» 提供された抜粋:
--

Thu. Jun 20, 2024 3:40 PM - 5:40 PM C会場 (札幌コンベンションセンター 1F 中ホールA)

司会:八田 耕太郎(順天堂大学医学部附属練馬病院),岸 泰宏(日本医科大学武蔵小杉病院)
メインコーディネーター:八田 耕太郎(順天堂大学医学部附属練馬病院)
サブコーディネーター:岸 泰宏(日本医科大学武蔵小杉病院)

せん妄の臨床は、多方面からの研究の進展によって10 年前とは全く異なり、さらに進化しようとしている。本シンポジウムでは、臨床現場を変えつつある研究を紹介しながら、さらに10 年先を展望したい。
1. スボレキサントのせん妄予防治験の結果報告:八田耕太郎(順天堂大学)2020 年から2 年間にわたって実施したせん妄予防の治験結果を初めて報告する。過活動型せん妄に対する有意な予防効果が認められたことは、臨床現場にとって大きな意義がある。

--

» 提供資料:

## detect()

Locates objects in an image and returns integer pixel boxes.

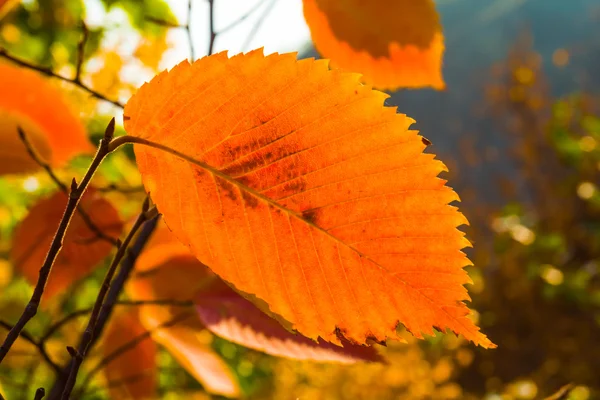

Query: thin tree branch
[62,197,158,400]
[0,320,60,373]
[73,21,89,84]
[208,0,217,55]
[0,118,120,364]
[184,0,196,62]
[75,312,193,393]
[0,47,125,109]
[17,127,119,247]
[49,216,158,400]
[40,299,194,342]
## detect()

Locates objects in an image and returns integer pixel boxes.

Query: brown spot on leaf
[241,190,258,208]
[216,177,238,201]
[302,210,317,224]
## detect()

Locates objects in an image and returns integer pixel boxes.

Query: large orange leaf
[195,281,382,364]
[102,309,157,399]
[124,51,493,347]
[127,224,381,368]
[0,63,93,175]
[10,188,123,299]
[304,0,445,89]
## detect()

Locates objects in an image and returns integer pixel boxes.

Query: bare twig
[40,299,194,342]
[242,0,277,52]
[75,312,193,393]
[49,217,158,400]
[0,118,120,363]
[17,127,119,247]
[73,21,89,83]
[0,47,124,108]
[208,0,217,55]
[0,320,60,373]
[62,202,157,400]
[185,0,196,62]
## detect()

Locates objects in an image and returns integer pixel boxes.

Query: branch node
[70,178,78,197]
[104,117,115,142]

--

» 取り組む課題: 上にあるせん妄シンポジウムの抜粋を、一字も変えずに全文書き写すこと。

» 解答:
Thu. Jun 20, 2024 3:40 PM - 5:40 PM C会場 (札幌コンベンションセンター 1F 中ホールA)

司会:八田 耕太郎(順天堂大学医学部附属練馬病院),岸 泰宏(日本医科大学武蔵小杉病院)
メインコーディネーター:八田 耕太郎(順天堂大学医学部附属練馬病院)
サブコーディネーター:岸 泰宏(日本医科大学武蔵小杉病院)

せん妄の臨床は、多方面からの研究の進展によって10 年前とは全く異なり、さらに進化しようとしている。本シンポジウムでは、臨床現場を変えつつある研究を紹介しながら、さらに10 年先を展望したい。
1. スボレキサントのせん妄予防治験の結果報告:八田耕太郎(順天堂大学)2020 年から2 年間にわたって実施したせん妄予防の治験結果を初めて報告する。過活動型せん妄に対する有意な予防効果が認められたことは、臨床現場にとって大きな意義がある。